:: Instruction ::
Lay out the stretch of records from the line containing "[trace] **bare head**" through the line containing "L 77 0 L 77" as a two-column CSV with columns named "request" and "answer", one row per request. Put each value in a single quoted field and replace its line breaks with spaces.

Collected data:
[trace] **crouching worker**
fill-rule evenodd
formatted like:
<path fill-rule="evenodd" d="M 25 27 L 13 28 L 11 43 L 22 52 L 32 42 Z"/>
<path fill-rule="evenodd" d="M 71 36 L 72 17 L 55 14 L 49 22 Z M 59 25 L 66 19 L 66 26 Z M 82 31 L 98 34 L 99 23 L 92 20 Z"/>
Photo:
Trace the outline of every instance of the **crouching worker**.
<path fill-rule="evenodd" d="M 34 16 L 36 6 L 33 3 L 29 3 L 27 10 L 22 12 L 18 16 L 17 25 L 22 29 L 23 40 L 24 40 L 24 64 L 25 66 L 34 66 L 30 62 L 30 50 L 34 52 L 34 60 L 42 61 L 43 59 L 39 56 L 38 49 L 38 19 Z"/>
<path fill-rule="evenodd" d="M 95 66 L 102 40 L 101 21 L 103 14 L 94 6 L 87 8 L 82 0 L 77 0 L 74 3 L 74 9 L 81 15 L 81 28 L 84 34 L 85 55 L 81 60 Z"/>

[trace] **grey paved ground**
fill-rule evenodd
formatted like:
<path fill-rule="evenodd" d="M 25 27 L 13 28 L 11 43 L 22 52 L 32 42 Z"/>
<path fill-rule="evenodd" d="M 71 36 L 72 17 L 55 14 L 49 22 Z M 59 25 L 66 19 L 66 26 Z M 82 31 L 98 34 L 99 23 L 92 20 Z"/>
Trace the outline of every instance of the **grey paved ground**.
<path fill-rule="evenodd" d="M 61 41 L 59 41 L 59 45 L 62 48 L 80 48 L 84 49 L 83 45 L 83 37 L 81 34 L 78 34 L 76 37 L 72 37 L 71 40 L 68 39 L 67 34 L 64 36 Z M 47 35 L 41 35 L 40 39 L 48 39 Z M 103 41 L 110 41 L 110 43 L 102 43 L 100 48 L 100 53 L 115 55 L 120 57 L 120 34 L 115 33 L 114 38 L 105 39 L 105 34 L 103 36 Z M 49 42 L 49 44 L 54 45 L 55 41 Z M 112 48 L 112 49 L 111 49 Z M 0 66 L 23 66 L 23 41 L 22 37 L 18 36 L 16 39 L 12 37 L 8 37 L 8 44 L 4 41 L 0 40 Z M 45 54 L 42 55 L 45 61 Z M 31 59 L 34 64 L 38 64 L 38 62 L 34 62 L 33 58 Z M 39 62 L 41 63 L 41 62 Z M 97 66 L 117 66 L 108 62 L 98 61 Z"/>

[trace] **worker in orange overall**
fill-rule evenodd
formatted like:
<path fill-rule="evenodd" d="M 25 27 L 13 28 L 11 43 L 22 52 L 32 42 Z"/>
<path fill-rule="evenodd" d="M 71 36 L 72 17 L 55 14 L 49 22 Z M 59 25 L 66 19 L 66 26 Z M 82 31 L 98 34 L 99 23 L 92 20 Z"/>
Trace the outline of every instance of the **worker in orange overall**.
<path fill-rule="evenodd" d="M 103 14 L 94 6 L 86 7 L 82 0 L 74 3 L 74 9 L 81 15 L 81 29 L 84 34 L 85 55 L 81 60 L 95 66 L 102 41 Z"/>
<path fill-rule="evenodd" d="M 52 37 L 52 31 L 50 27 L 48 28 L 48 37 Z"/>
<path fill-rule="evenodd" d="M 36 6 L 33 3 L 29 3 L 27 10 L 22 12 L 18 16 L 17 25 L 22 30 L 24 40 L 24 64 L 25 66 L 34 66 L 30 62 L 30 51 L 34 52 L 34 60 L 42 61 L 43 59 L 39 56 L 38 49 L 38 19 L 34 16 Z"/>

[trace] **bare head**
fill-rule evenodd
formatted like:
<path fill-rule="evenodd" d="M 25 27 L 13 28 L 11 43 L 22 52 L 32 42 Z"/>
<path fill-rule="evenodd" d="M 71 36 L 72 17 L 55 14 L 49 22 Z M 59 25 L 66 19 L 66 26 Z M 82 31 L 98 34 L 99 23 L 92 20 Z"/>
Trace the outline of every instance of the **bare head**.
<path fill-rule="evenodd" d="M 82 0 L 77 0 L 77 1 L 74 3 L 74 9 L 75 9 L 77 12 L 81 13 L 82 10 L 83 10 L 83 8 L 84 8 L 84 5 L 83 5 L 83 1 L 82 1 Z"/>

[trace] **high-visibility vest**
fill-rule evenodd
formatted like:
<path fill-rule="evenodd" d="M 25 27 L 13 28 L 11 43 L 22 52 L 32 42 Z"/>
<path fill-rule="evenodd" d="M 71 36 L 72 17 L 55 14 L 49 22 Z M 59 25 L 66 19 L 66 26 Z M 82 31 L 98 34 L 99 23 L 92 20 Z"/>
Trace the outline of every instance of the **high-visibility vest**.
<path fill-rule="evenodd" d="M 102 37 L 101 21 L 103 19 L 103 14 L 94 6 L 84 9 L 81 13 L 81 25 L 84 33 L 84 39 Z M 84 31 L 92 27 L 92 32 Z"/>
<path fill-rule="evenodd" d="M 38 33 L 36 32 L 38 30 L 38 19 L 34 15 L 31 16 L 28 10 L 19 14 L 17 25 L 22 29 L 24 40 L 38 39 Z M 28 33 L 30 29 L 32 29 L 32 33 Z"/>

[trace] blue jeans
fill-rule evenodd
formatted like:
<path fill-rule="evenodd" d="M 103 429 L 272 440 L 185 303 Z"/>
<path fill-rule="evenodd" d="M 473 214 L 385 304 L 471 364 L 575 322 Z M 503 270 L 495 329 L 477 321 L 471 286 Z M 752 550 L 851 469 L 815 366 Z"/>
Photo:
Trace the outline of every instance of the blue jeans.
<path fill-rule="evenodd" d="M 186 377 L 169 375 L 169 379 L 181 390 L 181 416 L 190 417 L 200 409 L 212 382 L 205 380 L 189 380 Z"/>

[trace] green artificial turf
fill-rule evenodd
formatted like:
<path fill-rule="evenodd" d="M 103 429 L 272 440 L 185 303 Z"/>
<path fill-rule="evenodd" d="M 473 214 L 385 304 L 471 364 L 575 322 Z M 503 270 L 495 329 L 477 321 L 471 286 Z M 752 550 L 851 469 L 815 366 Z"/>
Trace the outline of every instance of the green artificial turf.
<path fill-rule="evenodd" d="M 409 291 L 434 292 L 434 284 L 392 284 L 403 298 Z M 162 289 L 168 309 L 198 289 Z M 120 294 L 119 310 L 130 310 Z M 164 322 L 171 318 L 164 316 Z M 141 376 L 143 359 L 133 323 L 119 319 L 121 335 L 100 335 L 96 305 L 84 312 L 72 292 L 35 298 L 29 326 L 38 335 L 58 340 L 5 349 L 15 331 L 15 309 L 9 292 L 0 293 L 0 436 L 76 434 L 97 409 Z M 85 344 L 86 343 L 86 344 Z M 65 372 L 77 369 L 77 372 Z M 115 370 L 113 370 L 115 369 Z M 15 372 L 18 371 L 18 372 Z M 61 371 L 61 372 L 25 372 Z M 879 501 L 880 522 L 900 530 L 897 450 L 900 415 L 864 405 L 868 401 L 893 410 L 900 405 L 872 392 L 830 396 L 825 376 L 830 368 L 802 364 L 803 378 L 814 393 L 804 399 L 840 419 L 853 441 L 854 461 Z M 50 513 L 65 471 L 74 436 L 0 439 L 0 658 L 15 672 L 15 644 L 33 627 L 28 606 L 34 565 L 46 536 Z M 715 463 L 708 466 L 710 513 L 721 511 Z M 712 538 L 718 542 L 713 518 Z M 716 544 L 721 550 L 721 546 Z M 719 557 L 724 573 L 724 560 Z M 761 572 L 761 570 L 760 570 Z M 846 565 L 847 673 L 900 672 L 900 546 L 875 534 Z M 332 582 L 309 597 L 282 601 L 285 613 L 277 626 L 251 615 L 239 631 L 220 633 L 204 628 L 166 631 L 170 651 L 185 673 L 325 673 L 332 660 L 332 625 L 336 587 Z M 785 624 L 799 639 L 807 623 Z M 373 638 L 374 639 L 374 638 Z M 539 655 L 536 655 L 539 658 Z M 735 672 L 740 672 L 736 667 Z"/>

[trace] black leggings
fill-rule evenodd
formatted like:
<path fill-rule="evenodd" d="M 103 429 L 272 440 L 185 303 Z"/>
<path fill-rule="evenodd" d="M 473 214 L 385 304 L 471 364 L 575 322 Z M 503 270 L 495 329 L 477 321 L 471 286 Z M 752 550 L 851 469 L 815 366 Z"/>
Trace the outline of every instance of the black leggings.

:: Response to the exercise ::
request,answer
"[trace] **bare head** fill-rule evenodd formatted like: <path fill-rule=""evenodd"" d=""M 25 27 L 13 28 L 11 43 L 22 52 L 32 42 Z""/> <path fill-rule=""evenodd"" d=""M 71 36 L 72 17 L 55 14 L 49 22 Z M 59 25 L 66 19 L 66 26 Z M 82 31 L 98 34 L 99 23 L 92 20 Z""/> Trace the outline of every instance of the **bare head**.","<path fill-rule=""evenodd"" d=""M 82 0 L 77 0 L 77 1 L 74 3 L 74 9 L 75 9 L 77 12 L 81 13 L 82 10 L 83 10 L 83 8 L 84 8 L 84 5 L 83 5 L 83 1 L 82 1 Z""/>"